Requirements
Write out every entry exactly as given, but omit the pictures.
━━━━
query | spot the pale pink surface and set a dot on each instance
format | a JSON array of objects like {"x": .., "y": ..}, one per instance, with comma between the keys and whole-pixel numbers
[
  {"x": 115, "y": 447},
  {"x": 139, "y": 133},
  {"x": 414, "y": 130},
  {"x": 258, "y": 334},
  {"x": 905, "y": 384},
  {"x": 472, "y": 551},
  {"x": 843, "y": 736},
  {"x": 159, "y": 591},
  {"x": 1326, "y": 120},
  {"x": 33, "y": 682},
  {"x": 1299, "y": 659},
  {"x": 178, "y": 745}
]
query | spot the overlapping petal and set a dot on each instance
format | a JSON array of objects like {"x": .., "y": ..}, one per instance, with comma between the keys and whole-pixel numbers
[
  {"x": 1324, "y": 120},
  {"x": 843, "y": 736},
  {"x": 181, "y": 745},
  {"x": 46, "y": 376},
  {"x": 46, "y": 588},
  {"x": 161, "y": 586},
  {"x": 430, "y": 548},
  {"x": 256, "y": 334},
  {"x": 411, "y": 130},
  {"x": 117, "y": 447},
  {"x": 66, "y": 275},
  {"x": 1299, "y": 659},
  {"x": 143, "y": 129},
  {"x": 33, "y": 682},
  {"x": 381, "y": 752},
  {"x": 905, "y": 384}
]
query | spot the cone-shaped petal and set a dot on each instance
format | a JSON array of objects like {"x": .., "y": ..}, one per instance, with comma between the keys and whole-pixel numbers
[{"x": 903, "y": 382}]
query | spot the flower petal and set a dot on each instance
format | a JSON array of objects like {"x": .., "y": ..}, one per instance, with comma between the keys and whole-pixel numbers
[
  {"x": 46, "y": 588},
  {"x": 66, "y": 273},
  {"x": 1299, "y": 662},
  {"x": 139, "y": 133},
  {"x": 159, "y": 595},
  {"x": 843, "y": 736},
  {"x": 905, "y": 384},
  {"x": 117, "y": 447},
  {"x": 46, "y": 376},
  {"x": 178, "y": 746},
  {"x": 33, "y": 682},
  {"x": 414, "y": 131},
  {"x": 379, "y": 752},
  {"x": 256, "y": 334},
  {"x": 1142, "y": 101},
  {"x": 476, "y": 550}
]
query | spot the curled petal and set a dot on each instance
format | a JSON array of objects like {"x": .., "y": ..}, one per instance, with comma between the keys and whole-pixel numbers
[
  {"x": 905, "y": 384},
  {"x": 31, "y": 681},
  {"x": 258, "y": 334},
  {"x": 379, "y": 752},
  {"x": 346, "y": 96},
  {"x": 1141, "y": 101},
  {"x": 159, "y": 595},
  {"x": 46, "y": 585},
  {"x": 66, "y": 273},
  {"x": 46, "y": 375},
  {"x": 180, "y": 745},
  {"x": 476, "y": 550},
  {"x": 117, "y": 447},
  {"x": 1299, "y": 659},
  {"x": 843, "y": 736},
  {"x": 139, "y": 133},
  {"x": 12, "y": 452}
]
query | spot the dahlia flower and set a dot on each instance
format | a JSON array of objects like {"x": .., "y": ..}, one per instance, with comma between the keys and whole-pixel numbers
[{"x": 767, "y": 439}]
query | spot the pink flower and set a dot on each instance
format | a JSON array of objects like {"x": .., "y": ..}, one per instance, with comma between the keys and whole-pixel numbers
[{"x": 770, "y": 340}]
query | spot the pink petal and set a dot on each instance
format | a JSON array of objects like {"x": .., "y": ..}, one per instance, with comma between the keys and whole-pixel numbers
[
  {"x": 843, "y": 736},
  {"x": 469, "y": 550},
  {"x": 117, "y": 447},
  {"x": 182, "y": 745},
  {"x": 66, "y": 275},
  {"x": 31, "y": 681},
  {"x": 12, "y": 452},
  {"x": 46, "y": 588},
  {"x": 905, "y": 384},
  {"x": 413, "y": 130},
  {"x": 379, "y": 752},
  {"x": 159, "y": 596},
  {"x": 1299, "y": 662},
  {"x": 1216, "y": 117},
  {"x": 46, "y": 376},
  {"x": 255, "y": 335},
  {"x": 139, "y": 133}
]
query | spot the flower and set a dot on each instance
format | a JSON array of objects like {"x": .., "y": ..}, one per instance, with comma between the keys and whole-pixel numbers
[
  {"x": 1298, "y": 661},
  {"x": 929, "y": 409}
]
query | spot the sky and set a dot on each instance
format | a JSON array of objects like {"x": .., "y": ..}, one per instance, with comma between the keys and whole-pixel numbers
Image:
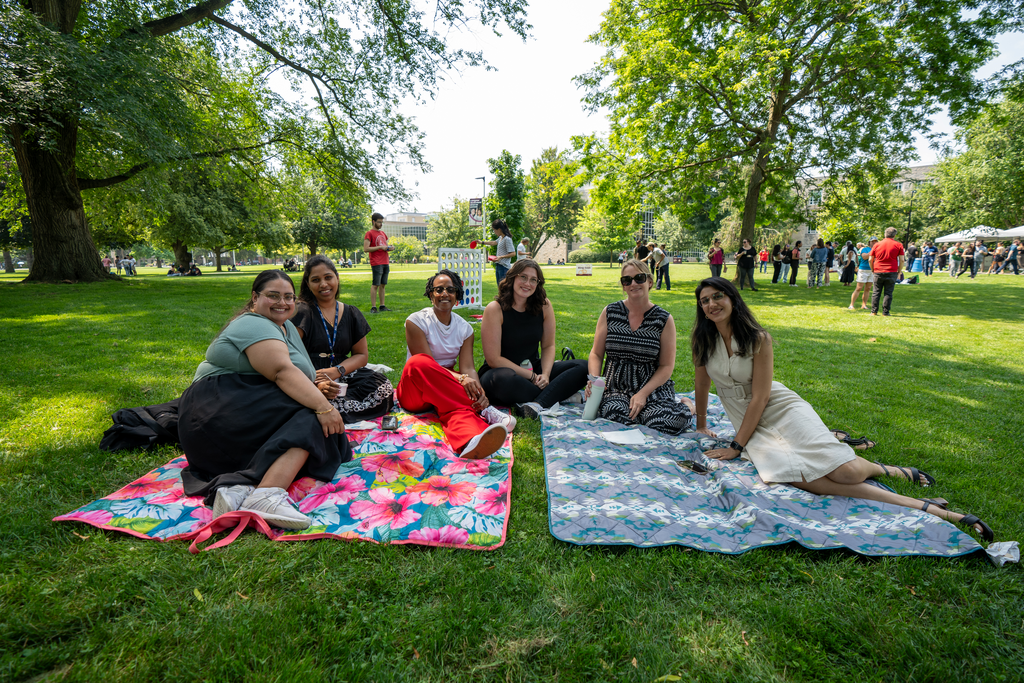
[{"x": 530, "y": 102}]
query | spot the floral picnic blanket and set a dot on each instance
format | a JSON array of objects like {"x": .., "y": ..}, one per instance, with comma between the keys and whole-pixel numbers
[
  {"x": 402, "y": 486},
  {"x": 605, "y": 494}
]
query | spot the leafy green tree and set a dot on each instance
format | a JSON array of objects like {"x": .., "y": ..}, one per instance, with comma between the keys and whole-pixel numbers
[
  {"x": 554, "y": 205},
  {"x": 508, "y": 193},
  {"x": 693, "y": 87},
  {"x": 450, "y": 226},
  {"x": 93, "y": 94},
  {"x": 984, "y": 184}
]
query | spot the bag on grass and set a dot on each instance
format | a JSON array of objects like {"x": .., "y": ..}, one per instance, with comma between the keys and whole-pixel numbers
[{"x": 142, "y": 427}]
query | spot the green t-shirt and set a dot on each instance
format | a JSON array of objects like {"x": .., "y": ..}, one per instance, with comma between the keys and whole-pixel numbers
[{"x": 225, "y": 355}]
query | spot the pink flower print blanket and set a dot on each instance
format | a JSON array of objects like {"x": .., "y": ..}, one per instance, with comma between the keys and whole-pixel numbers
[{"x": 401, "y": 486}]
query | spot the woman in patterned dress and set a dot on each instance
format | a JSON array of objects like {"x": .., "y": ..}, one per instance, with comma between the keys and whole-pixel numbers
[
  {"x": 776, "y": 429},
  {"x": 636, "y": 341}
]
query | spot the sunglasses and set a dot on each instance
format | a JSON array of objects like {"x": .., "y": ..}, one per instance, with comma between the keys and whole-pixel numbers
[{"x": 639, "y": 279}]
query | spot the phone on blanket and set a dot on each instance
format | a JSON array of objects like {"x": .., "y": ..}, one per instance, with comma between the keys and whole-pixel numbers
[{"x": 692, "y": 466}]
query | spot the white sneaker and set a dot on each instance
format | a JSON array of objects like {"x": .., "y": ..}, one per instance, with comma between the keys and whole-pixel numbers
[
  {"x": 273, "y": 505},
  {"x": 485, "y": 443},
  {"x": 493, "y": 416},
  {"x": 229, "y": 498}
]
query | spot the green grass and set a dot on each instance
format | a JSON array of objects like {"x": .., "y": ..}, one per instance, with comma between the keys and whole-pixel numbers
[{"x": 938, "y": 385}]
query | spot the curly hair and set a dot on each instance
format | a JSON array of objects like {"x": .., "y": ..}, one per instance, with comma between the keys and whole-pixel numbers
[
  {"x": 745, "y": 329},
  {"x": 506, "y": 297},
  {"x": 456, "y": 282},
  {"x": 306, "y": 294}
]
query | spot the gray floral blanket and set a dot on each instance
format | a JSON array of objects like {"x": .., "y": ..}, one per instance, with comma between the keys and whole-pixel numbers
[{"x": 601, "y": 493}]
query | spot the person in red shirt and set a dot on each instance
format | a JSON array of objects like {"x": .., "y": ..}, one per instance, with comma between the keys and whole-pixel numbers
[
  {"x": 375, "y": 245},
  {"x": 886, "y": 260}
]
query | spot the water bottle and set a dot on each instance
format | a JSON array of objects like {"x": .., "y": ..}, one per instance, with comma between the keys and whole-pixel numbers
━━━━
In response
query | spot the pale pink surface and set a dot on each instance
format | a JSON array of objects like {"x": .., "y": ..}, one per instance, with comma between the keys and whole-pixel numbers
[
  {"x": 115, "y": 447},
  {"x": 139, "y": 133},
  {"x": 414, "y": 130},
  {"x": 258, "y": 334},
  {"x": 905, "y": 384},
  {"x": 472, "y": 551},
  {"x": 843, "y": 736},
  {"x": 159, "y": 591},
  {"x": 1326, "y": 120},
  {"x": 33, "y": 682},
  {"x": 1299, "y": 659},
  {"x": 178, "y": 745}
]
query | spot the overlapping petal and set a dot on each instance
format | a JSON array of objects like {"x": .., "y": ..}, one per instance, with comma between the keys and whole-pixel numbers
[
  {"x": 1324, "y": 120},
  {"x": 843, "y": 736},
  {"x": 181, "y": 745},
  {"x": 46, "y": 376},
  {"x": 46, "y": 588},
  {"x": 161, "y": 586},
  {"x": 430, "y": 548},
  {"x": 256, "y": 334},
  {"x": 411, "y": 130},
  {"x": 117, "y": 447},
  {"x": 66, "y": 275},
  {"x": 1299, "y": 659},
  {"x": 143, "y": 129},
  {"x": 33, "y": 682},
  {"x": 381, "y": 752},
  {"x": 905, "y": 384}
]
query | spot the cone-shaped petal and set a dot on each instance
format | a JSON array of objects like {"x": .., "y": ..}, one per instance, with comma between the keys and whole-pixel numbers
[{"x": 903, "y": 382}]
query | spot the flower petal and set a dot on each instance
format | a JSON array of objects like {"x": .., "y": ..}, one per instance, with comma between the keys and whole-pixel numbers
[
  {"x": 46, "y": 588},
  {"x": 66, "y": 273},
  {"x": 1299, "y": 662},
  {"x": 139, "y": 133},
  {"x": 159, "y": 595},
  {"x": 843, "y": 736},
  {"x": 905, "y": 384},
  {"x": 117, "y": 447},
  {"x": 46, "y": 376},
  {"x": 178, "y": 746},
  {"x": 33, "y": 682},
  {"x": 414, "y": 131},
  {"x": 379, "y": 752},
  {"x": 256, "y": 334},
  {"x": 1142, "y": 101},
  {"x": 476, "y": 550}
]
query | spot the curled petal and set a dot on each instance
format | a JSON array of objects like {"x": .., "y": ..}, one per instance, with comma between the keys and whole-pixel numbers
[
  {"x": 905, "y": 384},
  {"x": 31, "y": 681},
  {"x": 258, "y": 334},
  {"x": 379, "y": 752},
  {"x": 346, "y": 96},
  {"x": 1141, "y": 101},
  {"x": 159, "y": 595},
  {"x": 46, "y": 585},
  {"x": 66, "y": 273},
  {"x": 46, "y": 375},
  {"x": 180, "y": 745},
  {"x": 476, "y": 550},
  {"x": 117, "y": 447},
  {"x": 1299, "y": 659},
  {"x": 843, "y": 736},
  {"x": 139, "y": 133},
  {"x": 12, "y": 452}
]
query | spot the dahlia flower and set a dot on each instance
format | a JSON array of objects like {"x": .., "y": ..}, one per instance, with comma between the keys and whole-pixel numbers
[{"x": 767, "y": 439}]
query | spot the pink flower and set a dot on each instance
format | a JSON array of objects like {"x": .., "y": ..}, one per instance, with comma between the keys and whole-pixel numbers
[{"x": 770, "y": 340}]
query | spot the pink petal and set a dot on each instance
format | a JSON array of objects like {"x": .., "y": ..}, one per instance, with comma between the keys and whole-pixel numbers
[
  {"x": 843, "y": 736},
  {"x": 469, "y": 550},
  {"x": 117, "y": 447},
  {"x": 182, "y": 745},
  {"x": 66, "y": 275},
  {"x": 31, "y": 681},
  {"x": 12, "y": 452},
  {"x": 46, "y": 588},
  {"x": 905, "y": 384},
  {"x": 413, "y": 130},
  {"x": 379, "y": 752},
  {"x": 159, "y": 596},
  {"x": 1299, "y": 662},
  {"x": 1216, "y": 117},
  {"x": 46, "y": 376},
  {"x": 255, "y": 335},
  {"x": 139, "y": 133}
]
query | spot the flower and set a dot on each instance
format | a JSON array of objects like {"x": .., "y": ..}, one per instance, with comma between the keys and whole-pixel numbers
[
  {"x": 1298, "y": 661},
  {"x": 929, "y": 409}
]
query | spot the sky and set a dot on each instance
format | a JSON array of objects like {"x": .., "y": ..}, one per instance, with comma between the keys and whole-pixel numbers
Image:
[{"x": 530, "y": 102}]
query | spot the floral picnic blanket and set a dot on each instance
format | a JSON array of objects like {"x": .., "y": ..}, one per instance, with comma between the keys and whole-pixel numbers
[
  {"x": 402, "y": 486},
  {"x": 605, "y": 494}
]
query | spot the leafy green tree and set a dot on each instance
format | a JSON array of objects like {"x": .., "y": ..}, one per instance, with comma between the keys and whole-pixel numbers
[
  {"x": 554, "y": 205},
  {"x": 508, "y": 193},
  {"x": 693, "y": 87},
  {"x": 450, "y": 226},
  {"x": 93, "y": 94},
  {"x": 984, "y": 184}
]
query | spot the bag on grass and set a dot on each instance
format | a JSON array of objects like {"x": .., "y": ..}, one per instance, with comma between the keys and whole-pixel numbers
[{"x": 142, "y": 427}]
query | spot the green t-shirt and set a dot on each instance
format | a JSON array of objects like {"x": .., "y": ..}, one per instance, with comma between the keys and whole-pixel numbers
[{"x": 225, "y": 355}]
query | spot the pink flower print blanket and set a dot on each instance
format | a JSON array of objects like {"x": .., "y": ..}, one per instance, with comma between the keys and whole-pixel numbers
[{"x": 401, "y": 486}]
query | spot the woman in patterned dress and set a dot on each instance
format | a JSON array of objects like {"x": .., "y": ..}, one per instance, with comma between the keys and whole-pixel numbers
[
  {"x": 776, "y": 429},
  {"x": 636, "y": 341}
]
query | spot the sunglasses and set a dot on each instance
format | a JSON array of objects like {"x": .., "y": ..}, one per instance, with comma between the keys and whole-pixel numbers
[{"x": 639, "y": 279}]
query | spot the phone on blanket and set a dot on each instance
format | a JSON array of objects like {"x": .., "y": ..}, one per instance, with comma between the keys and whole-pixel numbers
[{"x": 692, "y": 466}]
query | spot the white sneaker and set a dot on each instance
format | a JSON array of objects like {"x": .., "y": ..}, one per instance, with comma between the keys and whole-pixel numbers
[
  {"x": 273, "y": 505},
  {"x": 485, "y": 443},
  {"x": 493, "y": 416},
  {"x": 229, "y": 498}
]
query | spot the green grass and set a dot on each instance
format | a JSON array of objects like {"x": .., "y": ..}, one per instance, with comma between the keys and whole-pixel numbers
[{"x": 938, "y": 385}]
query | spot the curly hair and set a dot on each instance
format | a JSON array of objects like {"x": .., "y": ..}, one per instance, with comma between the keys and whole-pixel numbers
[
  {"x": 745, "y": 329},
  {"x": 506, "y": 297},
  {"x": 456, "y": 282},
  {"x": 306, "y": 294}
]
query | spot the gray floral blanket and set a dot on each instance
format | a JSON array of objects like {"x": .., "y": ..}, one per instance, with comma between the keys and whole-pixel numbers
[{"x": 601, "y": 493}]
query | spot the person in red shirt and set a dot on each instance
format | a JSON array of objects like {"x": .., "y": ..}, one per instance, with comma between the keys and whole-pixel numbers
[
  {"x": 375, "y": 245},
  {"x": 886, "y": 260}
]
query | spot the water bottle and set a dot on each instance
format | a JSON array of objects like {"x": .., "y": ..}, one per instance, with comma between the keys and whole-pixel numbers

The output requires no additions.